*Entries provided*

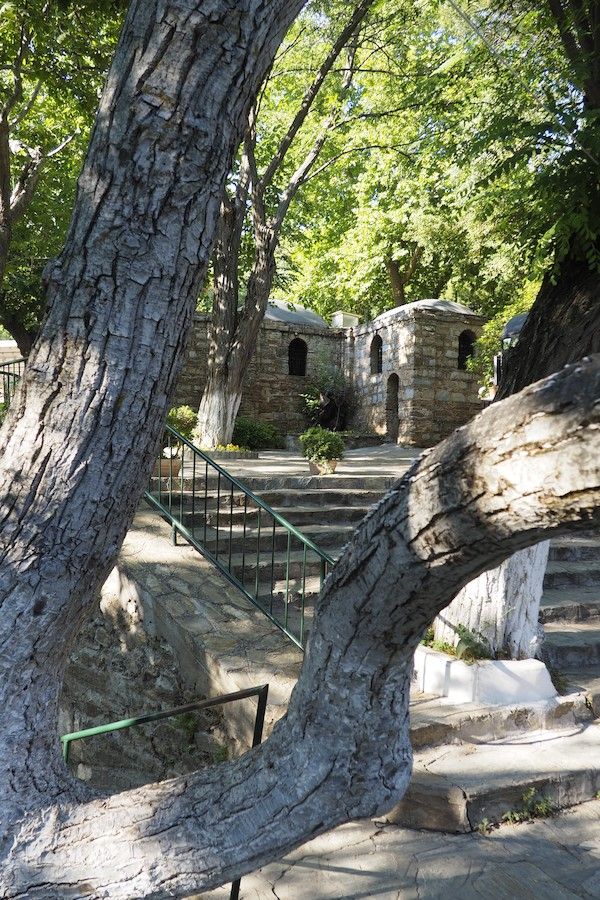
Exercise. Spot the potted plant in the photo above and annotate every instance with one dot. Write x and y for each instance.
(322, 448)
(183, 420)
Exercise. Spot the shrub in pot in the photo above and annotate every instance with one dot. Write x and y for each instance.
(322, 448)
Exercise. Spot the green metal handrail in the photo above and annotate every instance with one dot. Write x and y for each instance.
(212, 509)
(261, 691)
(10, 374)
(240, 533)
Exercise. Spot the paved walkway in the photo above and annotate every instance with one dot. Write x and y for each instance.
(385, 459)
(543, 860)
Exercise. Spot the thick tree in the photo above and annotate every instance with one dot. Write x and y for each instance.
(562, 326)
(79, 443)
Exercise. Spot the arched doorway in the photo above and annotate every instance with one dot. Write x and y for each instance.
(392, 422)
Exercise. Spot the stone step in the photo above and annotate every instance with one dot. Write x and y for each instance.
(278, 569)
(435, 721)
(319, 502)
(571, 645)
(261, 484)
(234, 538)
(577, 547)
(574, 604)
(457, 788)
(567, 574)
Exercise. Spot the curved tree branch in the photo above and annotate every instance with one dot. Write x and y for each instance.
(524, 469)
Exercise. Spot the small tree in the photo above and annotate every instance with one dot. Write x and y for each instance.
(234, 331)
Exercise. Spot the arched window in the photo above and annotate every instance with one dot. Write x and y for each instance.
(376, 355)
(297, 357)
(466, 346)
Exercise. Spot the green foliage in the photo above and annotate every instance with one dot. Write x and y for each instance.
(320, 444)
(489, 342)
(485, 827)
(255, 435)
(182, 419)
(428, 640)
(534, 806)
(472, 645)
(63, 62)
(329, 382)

*Task statement*
Rewrite everything from the line containing "Exercise. Spot the stone" down to the end of the material, replacing "curved tree branch" with "bent tree branch" and leaving all else unchanged. Give only those lines.

*Output*
Exercise. Spot the stone step in the photo above and annotate every instance with one dot. Write x and y for each instance.
(278, 569)
(435, 721)
(319, 502)
(571, 645)
(261, 484)
(234, 538)
(577, 547)
(574, 604)
(457, 788)
(567, 574)
Exercise. Spot the bent tree branch in the photo above and annotate every instance with one dot. Write x and y for each instance.
(524, 469)
Exercise. Spot the small tree in the photo above and annotate every instance with one dot. Write x and y for each instance.
(234, 331)
Exercise. Spot the arched window in the photo above and annotate every instance with one dot. Write x and y for each instance.
(376, 355)
(297, 357)
(466, 346)
Exercise. Spot the green foliage in the photo above and annotate every instance with one dot. Write x and y for each instance.
(320, 444)
(489, 342)
(485, 827)
(255, 435)
(182, 419)
(428, 640)
(534, 806)
(472, 645)
(63, 62)
(329, 382)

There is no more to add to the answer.